### Fragmento:
================
Apasionante, pues, es la reciprocidad que también se da entre inteligencia, sensibilidad y clima. Es más, la casa de todos los climas, la atmósfera, es también una piel y un sistema inmunológico que nos ampara, a todos sin excepción, de los arañazos ultravioletas que viajan en el seno de la luz. Pero no solemos pensar en los beneficios que aporta nuestra atmósfera como placenta ni como depuradora.

Ambas pretensiones son agredidas por la inclemencia del despilfarro energético. Acaso sea más paradójico que nunca escribir hoy sobre nuestras agresiones a la atmósfera cuando un meteoro rabioso ha demostrado con creces su propia capacidad destructora en Centro América.

Pero a la ira del aire hay que sumar a la pobreza como parte destacada de la tragedia, y no menos a la falsa riqueza que caldea el ambiente. Incluso convendría ser capaces de mirar panorámicamente para descubrir que frente al poder creativo del clima lo destruido por él siempre es mucho menor. Y no menos recapacitar sobre la creciente virulencia de los llamados desastres naturales. Que lo son en proporción doble a la que correspondería por el aumento demográfico.
================
### Extracto de datos:
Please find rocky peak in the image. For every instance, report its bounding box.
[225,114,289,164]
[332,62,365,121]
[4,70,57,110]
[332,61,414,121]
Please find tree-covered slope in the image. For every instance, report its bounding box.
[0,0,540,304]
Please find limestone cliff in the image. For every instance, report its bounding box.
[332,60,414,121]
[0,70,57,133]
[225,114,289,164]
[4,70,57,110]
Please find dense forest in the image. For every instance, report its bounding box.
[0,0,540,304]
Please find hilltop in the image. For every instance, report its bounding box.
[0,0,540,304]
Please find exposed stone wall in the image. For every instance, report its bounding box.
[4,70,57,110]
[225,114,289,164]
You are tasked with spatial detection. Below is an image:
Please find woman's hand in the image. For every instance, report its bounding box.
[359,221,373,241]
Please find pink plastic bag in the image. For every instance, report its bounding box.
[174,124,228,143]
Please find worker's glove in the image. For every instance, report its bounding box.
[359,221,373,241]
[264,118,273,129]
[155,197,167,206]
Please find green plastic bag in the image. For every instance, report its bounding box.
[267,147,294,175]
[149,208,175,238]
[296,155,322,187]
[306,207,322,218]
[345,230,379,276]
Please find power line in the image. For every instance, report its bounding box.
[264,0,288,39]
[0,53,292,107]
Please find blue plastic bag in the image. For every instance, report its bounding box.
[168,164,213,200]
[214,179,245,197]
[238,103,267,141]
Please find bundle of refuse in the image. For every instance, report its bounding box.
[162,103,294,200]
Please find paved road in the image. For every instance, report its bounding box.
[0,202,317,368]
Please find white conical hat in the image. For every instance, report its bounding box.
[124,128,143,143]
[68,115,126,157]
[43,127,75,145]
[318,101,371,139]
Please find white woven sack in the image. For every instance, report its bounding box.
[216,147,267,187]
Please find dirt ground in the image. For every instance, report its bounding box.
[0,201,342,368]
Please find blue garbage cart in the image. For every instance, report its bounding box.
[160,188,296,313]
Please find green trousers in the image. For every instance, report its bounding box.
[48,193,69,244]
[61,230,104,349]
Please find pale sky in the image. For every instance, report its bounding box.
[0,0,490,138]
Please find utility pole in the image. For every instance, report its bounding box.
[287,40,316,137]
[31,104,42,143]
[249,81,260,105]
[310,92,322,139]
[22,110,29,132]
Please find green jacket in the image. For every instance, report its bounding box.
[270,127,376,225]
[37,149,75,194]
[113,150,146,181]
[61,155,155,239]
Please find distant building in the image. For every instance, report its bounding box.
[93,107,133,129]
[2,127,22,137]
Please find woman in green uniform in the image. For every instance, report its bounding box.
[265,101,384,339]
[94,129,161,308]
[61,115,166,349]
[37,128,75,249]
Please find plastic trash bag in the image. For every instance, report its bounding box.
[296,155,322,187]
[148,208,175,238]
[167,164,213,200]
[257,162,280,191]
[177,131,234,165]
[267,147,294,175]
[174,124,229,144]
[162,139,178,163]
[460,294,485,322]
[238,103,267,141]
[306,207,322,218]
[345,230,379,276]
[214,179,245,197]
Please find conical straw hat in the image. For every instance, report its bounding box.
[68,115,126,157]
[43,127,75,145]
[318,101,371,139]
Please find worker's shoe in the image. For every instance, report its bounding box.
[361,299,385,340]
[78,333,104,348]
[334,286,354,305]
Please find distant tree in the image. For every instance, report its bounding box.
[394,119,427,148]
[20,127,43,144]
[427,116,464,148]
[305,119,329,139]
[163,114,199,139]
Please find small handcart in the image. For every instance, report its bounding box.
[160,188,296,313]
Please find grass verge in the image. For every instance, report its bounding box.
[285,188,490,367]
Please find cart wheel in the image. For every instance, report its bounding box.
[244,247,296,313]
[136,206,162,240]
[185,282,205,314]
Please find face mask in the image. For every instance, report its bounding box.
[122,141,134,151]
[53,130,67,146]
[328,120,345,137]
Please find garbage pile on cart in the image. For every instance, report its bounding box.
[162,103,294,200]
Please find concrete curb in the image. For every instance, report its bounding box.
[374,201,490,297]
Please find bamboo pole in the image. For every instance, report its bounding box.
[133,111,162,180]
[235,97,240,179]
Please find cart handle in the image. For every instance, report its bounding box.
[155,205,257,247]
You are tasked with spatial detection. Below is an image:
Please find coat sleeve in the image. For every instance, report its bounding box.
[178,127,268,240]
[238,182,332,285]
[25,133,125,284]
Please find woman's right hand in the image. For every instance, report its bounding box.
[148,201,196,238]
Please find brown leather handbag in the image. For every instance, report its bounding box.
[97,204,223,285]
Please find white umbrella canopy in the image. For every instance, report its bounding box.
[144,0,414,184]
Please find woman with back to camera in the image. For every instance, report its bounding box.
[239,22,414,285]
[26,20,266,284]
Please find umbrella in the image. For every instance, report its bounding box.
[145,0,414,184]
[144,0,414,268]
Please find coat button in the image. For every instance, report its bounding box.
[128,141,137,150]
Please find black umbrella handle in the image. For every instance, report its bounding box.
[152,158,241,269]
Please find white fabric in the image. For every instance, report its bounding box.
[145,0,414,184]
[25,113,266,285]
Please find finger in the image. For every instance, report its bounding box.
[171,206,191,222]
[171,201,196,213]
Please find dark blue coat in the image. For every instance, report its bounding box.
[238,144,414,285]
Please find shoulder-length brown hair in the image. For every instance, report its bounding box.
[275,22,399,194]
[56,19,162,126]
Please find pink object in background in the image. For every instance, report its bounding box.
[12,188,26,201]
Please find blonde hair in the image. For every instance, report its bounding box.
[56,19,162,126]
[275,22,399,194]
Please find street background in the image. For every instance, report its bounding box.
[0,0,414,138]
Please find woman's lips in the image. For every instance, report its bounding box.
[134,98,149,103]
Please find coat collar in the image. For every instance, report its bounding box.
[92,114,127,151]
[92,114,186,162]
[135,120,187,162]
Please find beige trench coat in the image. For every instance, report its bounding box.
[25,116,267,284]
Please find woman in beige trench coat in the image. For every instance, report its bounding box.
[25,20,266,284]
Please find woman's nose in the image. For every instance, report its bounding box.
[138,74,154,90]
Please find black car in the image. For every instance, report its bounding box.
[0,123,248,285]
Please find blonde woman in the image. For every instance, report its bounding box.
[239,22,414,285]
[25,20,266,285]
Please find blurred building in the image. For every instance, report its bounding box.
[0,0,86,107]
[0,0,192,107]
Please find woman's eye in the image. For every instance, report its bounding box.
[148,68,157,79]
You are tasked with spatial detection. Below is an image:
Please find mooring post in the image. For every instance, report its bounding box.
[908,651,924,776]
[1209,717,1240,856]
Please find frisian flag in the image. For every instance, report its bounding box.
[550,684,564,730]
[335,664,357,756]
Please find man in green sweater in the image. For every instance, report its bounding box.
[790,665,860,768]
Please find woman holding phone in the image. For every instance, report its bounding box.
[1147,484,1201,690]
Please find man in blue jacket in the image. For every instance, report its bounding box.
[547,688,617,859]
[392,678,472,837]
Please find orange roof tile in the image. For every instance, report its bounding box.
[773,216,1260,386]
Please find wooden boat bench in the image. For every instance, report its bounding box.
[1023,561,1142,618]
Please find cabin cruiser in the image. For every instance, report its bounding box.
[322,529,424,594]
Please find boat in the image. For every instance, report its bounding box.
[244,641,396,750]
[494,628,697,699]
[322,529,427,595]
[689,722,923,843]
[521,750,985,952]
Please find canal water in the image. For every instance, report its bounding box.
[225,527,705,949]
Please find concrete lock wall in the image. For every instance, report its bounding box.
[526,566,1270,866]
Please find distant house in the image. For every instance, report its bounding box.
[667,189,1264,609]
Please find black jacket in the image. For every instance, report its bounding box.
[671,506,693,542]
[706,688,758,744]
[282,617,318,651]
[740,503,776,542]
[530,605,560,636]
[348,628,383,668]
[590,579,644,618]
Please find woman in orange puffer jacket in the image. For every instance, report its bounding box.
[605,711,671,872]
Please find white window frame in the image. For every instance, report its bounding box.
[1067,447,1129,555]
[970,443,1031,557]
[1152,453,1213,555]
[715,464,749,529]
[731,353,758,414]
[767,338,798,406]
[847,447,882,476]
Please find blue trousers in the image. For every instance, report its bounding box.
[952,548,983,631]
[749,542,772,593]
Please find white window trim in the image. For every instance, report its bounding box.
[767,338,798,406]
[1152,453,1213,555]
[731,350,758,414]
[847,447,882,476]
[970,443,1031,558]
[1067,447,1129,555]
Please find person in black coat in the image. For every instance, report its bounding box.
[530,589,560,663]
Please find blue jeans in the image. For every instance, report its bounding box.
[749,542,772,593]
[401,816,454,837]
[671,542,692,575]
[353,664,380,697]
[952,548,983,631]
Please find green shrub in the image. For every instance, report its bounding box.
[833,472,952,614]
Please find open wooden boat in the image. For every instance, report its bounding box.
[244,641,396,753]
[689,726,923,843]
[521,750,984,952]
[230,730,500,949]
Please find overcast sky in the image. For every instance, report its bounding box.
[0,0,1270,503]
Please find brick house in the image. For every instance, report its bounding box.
================
### Actividad A:
Responde, según el fragmento sobre la atmósfera:
(i) ¿De qué nos ampara la atmósfera?
(ii) ¿Dónde ha demostrado un meteoro rabioso su capacidad destructora?
(iii) ¿Qué hay que sumar a la ira del aire como parte destacada de la tragedia?
### Actividad B:
¿Por qué resulta hoy más paradójico que nunca, según el fragmento sobre la atmósfera, escribir sobre nuestras agresiones a la atmósfera?
### Actividad C:
Prosigue el fragmento sobre la atmósfera a partir de su última oración.
El listado procede de una fuente distinta.

### Espacio de respuesta A:
(i) De los arañazos ultravioletas que viajan en el seno de la luz.
(ii) En Centro América.
(iii) La pobreza, y no menos la falsa riqueza que caldea el ambiente.

### Espacio de respuesta B:
Porque un meteoro rabioso acaba de demostrar con creces su propia capacidad destructora en Centro América.

### Espacio de respuesta C:
A cada paso quedan destrozados los valores máximos de calor, sequía, vendavales o lluvia. La tentación es pensar que se trata de una nueva reciprocidad, ahora negativa. ¿Nos está respondiendo el clima? ¿Es cierto que todo lo que arrojamos al cielo, más pronto o más tarde, cae sobre nuestras cabezas? Así es, dicen los sabios. Y arrojamos nada menos que 4.000 kilogramos de suciedad por persona y año. La atmósfera recibe 33.000 millones de toneladas de suciedad al año, el triple de lo que puede controlar la naturaleza.

Los síntomas son graves. Por eso, en Buenos Aires -ojalá los allí reunidos consigan hacer honor a tan precioso nombre- se está abordando por cuarta vez la forma de cómo cumplir con lo acordado. De momento sólo una tacaña reducción de las contaminaciones que nos convierten a los humanos, sobre todo a los ricos, en permanente fábrica de malos aires. Ya se instó y aceptó en Río-92, Berlín-96, Kioto-97 y, ahora, en Argentina.

Ya se sabe que, si queremos una atmósfera que no tienda a caldearse y a ser caprichosamente inclemente, tenemos que reducir nuestro metabolismo. Obvio resulta ya que ahorrarle humos a la atmósfera es técnicamente posible y económicamente rentable, para casi todos menos para los que venden energía fósil o cobran tasas por su consumo.

Por cierto, el petróleo es un producto gratuitamente elaborado por los bosques y climas del pasado. Petróleo que hoy lo mueve casi todo, pero a muy alto costo, económico y ambiental.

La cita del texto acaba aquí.